(begin)

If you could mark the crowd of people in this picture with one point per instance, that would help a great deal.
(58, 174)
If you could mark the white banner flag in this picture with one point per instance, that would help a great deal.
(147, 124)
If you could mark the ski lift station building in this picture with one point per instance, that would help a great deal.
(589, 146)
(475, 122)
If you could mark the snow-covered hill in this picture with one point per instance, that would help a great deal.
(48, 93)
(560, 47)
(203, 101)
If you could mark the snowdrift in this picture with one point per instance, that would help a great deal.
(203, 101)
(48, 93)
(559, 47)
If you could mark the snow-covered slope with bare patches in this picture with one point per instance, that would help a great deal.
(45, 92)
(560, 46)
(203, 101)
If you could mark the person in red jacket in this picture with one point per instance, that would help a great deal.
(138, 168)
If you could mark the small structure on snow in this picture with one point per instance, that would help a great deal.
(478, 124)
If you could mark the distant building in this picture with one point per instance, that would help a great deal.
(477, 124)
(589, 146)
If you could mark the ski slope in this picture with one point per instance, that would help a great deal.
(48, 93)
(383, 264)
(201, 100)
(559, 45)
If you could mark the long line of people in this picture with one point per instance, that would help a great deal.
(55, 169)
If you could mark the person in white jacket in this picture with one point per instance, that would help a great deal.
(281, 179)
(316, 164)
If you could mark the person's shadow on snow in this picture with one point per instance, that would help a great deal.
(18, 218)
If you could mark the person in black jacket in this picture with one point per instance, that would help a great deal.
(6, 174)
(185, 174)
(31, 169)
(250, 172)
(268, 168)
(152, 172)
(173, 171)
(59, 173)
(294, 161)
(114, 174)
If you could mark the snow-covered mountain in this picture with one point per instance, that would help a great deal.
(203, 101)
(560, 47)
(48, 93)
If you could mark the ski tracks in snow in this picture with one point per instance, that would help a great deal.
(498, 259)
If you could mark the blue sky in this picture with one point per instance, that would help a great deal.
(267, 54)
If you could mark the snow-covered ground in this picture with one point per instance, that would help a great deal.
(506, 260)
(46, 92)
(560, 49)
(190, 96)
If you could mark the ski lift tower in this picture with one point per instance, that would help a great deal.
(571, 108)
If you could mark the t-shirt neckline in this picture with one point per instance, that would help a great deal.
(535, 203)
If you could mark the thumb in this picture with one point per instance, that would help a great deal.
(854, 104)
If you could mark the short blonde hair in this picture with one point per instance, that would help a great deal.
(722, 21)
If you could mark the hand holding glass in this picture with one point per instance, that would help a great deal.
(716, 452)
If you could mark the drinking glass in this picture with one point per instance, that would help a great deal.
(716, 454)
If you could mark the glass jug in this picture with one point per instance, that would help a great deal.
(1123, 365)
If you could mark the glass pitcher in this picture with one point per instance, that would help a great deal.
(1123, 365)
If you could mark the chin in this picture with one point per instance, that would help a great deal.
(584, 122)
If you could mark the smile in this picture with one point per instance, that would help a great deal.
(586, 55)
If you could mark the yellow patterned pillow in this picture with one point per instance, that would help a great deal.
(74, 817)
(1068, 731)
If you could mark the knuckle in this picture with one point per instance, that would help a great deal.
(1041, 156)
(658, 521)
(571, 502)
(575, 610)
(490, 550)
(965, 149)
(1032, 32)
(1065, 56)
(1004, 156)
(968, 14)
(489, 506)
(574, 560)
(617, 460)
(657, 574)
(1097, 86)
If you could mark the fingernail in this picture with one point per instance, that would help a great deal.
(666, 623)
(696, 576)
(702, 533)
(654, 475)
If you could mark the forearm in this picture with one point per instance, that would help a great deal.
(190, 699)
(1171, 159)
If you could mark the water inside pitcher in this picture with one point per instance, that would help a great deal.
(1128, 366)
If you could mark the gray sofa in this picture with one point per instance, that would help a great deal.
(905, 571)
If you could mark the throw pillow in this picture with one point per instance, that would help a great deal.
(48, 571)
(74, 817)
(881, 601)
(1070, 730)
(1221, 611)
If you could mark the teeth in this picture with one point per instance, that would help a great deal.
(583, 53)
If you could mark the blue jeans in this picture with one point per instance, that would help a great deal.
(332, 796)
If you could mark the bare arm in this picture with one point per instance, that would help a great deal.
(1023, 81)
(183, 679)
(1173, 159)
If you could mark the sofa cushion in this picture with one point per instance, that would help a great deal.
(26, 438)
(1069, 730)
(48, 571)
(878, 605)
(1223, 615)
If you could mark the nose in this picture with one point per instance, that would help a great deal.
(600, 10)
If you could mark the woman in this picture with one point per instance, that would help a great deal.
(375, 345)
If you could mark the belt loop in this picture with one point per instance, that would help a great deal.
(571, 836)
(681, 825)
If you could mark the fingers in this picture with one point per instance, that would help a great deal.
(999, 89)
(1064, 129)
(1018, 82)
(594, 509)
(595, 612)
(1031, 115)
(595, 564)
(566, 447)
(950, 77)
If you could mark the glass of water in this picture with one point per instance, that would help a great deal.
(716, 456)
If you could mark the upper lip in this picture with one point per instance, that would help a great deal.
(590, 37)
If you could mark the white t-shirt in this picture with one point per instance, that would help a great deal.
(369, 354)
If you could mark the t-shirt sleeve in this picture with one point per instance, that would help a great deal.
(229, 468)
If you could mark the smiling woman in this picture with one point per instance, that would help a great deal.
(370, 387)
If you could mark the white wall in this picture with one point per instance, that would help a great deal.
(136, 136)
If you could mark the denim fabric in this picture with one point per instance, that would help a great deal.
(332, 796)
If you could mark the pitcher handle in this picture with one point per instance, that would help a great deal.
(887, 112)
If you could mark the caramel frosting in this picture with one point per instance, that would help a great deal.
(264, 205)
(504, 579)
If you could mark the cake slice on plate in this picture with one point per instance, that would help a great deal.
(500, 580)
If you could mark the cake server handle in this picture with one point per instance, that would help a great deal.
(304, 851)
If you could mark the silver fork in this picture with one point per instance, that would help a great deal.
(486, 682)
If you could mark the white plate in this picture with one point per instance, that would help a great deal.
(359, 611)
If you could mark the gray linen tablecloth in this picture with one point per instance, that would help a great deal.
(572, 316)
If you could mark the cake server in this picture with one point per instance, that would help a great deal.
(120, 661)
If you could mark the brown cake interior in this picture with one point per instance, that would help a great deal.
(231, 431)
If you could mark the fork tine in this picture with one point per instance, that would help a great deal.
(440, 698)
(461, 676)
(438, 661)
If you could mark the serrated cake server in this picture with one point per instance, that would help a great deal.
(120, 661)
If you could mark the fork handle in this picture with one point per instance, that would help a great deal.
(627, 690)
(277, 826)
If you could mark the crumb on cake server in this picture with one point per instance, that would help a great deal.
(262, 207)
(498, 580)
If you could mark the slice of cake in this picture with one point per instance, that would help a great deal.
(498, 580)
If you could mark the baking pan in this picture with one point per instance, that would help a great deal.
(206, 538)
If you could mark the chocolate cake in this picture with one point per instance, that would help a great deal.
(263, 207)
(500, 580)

(end)

__Exercise description__.
Return verbatim the records from the line containing "If you could mark the fingernail" up to and including the line containing "(1221, 611)".

__Written response__.
If you could mark the fingernail in this picture with one point per instance, that would help a great deal.
(666, 623)
(696, 576)
(702, 533)
(654, 475)
If you could mark the forearm in this picture with one point per instance, that would help a great deal.
(190, 699)
(1171, 159)
If you could mark the water inside pitcher in this picture with one point per instance, that would help a great deal.
(1128, 366)
If you could mark the gray sofa in this picture with one point per instance, that would help a great deal.
(905, 571)
If you could mark the throw pillow in this picture with one point per instance, that would help a great deal.
(48, 571)
(74, 817)
(881, 601)
(1070, 730)
(1221, 611)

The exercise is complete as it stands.